Travail demandé –
Restituez en CSV à deux colonnes, enonce et reponse, uniquement les entrées allant de la ligne contenant "Guideline: one keypoint per instance of the tall" jusqu'à celle contenant "[(716, 416), (981, 547)]", bornes incluses. Produisez une ligne par entrée, avec chaque champ entre guillemets et les sauts de ligne remplacés par des espaces.

● ● ●

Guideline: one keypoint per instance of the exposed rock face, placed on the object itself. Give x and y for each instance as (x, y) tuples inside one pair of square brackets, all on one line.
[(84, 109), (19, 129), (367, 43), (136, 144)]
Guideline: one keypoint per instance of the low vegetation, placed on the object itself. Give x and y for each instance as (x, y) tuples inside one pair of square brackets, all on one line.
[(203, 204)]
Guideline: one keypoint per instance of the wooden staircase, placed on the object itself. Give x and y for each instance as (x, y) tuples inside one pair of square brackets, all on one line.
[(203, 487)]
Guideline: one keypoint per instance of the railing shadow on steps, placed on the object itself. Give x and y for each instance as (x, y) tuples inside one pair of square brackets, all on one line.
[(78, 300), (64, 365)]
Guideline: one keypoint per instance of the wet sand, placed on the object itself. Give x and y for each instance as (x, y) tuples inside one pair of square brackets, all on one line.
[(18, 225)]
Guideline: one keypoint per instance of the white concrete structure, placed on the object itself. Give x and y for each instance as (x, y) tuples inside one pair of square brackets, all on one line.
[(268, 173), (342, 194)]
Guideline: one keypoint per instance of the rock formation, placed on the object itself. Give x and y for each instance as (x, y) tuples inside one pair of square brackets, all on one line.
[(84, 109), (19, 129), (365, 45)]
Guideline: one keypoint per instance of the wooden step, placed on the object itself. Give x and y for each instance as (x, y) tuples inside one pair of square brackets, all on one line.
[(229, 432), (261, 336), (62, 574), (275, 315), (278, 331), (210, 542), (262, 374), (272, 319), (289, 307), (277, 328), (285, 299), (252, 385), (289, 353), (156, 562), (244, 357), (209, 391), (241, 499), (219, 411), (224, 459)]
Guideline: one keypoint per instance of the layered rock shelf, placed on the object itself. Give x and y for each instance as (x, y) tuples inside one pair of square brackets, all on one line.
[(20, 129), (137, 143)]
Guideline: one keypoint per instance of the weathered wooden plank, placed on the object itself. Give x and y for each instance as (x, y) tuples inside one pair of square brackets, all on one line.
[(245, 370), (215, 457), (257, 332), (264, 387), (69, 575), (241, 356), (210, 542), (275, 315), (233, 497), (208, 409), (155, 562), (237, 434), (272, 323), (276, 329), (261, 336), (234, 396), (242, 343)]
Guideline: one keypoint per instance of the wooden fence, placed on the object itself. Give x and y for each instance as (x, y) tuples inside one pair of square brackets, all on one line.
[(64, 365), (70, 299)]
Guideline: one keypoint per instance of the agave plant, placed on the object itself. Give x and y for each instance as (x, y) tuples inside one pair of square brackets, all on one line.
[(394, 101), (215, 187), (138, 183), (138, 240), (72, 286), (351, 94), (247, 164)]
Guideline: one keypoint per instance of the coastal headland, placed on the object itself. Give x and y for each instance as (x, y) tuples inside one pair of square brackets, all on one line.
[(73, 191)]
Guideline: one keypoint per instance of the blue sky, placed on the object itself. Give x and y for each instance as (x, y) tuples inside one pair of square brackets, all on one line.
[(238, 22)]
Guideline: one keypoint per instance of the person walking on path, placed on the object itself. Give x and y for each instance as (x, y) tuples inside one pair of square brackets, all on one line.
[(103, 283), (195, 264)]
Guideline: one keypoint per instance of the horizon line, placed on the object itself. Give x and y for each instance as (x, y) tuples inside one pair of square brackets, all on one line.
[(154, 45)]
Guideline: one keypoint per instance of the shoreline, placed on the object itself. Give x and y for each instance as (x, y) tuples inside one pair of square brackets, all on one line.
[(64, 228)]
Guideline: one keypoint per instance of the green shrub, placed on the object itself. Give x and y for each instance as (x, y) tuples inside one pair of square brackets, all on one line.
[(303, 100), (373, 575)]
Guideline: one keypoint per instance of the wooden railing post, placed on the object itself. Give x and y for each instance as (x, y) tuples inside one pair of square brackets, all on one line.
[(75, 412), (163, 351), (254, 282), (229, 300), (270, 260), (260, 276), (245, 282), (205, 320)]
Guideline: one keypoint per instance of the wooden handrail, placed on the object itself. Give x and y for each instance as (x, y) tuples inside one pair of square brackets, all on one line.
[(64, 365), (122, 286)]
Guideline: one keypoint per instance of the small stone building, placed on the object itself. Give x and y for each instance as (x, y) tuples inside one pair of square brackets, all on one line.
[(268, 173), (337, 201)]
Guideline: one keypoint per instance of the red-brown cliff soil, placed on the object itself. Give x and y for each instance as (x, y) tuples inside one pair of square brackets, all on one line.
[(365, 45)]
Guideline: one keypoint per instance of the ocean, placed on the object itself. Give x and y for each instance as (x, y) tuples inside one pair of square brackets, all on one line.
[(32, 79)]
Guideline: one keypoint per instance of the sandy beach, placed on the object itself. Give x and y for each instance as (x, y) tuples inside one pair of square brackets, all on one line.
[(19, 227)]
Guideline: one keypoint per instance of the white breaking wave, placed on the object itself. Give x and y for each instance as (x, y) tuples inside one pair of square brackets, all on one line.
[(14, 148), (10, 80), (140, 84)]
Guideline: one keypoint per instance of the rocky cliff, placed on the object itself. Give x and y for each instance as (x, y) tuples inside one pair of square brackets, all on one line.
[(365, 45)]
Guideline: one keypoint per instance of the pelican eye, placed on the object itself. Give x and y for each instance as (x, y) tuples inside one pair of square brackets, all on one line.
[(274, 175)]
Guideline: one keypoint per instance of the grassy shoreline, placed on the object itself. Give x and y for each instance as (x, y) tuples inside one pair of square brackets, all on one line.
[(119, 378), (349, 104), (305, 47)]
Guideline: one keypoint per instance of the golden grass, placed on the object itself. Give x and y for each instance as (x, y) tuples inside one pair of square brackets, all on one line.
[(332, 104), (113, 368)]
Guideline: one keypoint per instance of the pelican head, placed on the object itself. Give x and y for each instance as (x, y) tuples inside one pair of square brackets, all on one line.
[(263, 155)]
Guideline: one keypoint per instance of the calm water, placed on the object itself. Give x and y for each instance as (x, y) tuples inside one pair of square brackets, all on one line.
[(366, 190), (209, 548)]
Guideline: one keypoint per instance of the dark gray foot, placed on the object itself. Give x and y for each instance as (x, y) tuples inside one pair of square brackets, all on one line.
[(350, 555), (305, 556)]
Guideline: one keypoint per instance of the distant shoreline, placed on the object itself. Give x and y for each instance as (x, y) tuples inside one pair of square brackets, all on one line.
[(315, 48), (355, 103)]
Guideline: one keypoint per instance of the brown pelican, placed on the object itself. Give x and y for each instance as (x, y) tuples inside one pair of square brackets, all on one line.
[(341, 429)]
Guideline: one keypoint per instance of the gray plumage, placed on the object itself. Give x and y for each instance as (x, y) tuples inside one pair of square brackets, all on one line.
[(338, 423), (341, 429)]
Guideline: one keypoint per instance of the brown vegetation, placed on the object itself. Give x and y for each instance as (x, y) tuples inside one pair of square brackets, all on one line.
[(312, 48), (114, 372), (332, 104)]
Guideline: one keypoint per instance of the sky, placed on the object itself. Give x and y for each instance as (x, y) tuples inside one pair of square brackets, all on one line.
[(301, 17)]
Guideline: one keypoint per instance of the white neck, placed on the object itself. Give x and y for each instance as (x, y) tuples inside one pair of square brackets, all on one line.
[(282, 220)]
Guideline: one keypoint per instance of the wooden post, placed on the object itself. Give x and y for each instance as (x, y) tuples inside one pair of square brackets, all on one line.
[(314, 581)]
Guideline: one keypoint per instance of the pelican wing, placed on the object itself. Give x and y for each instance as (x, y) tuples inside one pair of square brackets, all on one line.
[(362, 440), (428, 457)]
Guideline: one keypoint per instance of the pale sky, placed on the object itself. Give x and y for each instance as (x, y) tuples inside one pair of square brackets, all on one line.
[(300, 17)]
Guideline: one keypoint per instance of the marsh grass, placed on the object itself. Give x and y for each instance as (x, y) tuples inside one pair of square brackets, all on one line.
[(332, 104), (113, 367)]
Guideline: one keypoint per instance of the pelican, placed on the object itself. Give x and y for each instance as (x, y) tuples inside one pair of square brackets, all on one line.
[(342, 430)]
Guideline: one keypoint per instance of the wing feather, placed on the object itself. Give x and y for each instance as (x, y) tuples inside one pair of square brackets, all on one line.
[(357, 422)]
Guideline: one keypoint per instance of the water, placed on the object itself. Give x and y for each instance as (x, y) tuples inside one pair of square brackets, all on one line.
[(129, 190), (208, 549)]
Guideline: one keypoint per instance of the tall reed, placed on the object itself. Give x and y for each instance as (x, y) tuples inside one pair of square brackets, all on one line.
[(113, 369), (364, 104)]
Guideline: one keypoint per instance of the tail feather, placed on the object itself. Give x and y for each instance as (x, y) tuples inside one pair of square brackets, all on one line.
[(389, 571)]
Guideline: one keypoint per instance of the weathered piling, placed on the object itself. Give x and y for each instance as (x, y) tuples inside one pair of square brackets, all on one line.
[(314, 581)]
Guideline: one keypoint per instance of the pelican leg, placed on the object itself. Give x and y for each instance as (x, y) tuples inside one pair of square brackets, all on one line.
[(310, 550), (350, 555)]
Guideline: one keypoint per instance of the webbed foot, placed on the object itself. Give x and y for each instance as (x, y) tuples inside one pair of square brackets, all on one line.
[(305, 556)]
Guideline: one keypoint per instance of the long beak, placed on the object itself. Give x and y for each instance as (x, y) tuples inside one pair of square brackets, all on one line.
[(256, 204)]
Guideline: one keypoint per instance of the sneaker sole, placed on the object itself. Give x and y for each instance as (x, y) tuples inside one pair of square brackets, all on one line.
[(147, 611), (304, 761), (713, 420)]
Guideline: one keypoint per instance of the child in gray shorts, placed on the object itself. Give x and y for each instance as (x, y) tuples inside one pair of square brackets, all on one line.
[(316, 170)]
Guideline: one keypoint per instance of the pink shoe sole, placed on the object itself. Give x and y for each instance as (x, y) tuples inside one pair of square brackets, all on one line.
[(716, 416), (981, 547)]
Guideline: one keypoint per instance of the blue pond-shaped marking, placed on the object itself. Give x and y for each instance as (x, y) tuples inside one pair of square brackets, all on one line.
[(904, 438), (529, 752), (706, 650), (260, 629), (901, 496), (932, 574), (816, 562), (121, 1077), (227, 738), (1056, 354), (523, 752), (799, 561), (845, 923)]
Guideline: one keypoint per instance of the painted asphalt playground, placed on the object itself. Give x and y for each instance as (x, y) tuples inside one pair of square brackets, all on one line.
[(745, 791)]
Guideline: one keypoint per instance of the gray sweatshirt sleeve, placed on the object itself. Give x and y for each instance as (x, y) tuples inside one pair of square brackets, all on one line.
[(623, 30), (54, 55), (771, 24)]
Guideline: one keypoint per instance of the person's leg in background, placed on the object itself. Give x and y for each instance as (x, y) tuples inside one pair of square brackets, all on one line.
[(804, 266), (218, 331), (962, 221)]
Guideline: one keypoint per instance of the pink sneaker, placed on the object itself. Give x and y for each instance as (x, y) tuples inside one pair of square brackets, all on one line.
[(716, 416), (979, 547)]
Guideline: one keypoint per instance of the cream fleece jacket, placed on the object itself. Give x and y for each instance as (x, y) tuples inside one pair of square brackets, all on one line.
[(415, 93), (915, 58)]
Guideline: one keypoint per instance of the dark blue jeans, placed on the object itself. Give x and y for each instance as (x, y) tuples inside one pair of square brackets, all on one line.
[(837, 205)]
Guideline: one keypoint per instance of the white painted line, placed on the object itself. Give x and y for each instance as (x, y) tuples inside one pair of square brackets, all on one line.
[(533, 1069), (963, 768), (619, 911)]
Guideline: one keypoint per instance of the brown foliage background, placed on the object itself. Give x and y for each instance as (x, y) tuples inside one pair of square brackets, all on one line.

● ● ●

Réponse correcte –
enonce,reponse
"Guideline: one keypoint per instance of the tall reed, placed on the object itself. Give x and y for each instance as (x, y) tuples inside one pair of square brackets, all on one line.","[(113, 369), (364, 104)]"
"Guideline: one keypoint per instance of the tail feather, placed on the object itself. Give x and y for each instance as (x, y) tuples inside one pair of square brackets, all on one line.","[(389, 571)]"
"Guideline: one keypoint per instance of the weathered piling, placed on the object itself. Give x and y for each instance as (x, y) tuples inside one pair of square brackets, all on one line.","[(314, 581)]"
"Guideline: one keypoint per instance of the pelican leg, placed on the object itself. Give x and y for each instance as (x, y) tuples inside one pair of square brackets, all on one line.","[(310, 550), (350, 555)]"
"Guideline: one keypoint per instance of the webbed foot, placed on the object itself. Give x and y for each instance as (x, y) tuples inside one pair of square brackets, all on one line.","[(305, 556)]"
"Guideline: one keypoint per instance of the long beak, placed on the object itself. Give x and y for each instance as (x, y) tuples inside one pair of square brackets, all on one line.","[(256, 204)]"
"Guideline: one keypoint per instance of the sneaker sole, placed on the object itself. Give x and y for each instance as (x, y) tuples inside one pair of square brackets, all on one line.","[(147, 611), (304, 761), (713, 420)]"
"Guideline: one keypoint per instance of the child in gray shorts, placed on the object itself. Give x and y for each instance as (x, y) tuples inside one pair of square brackets, all on one line.","[(316, 170)]"
"Guideline: one keypoint per instance of the pink shoe sole, placed on the object itself. Give x and y for each instance as (x, y) tuples inside one pair of square brackets, all on one line.","[(716, 416), (981, 547)]"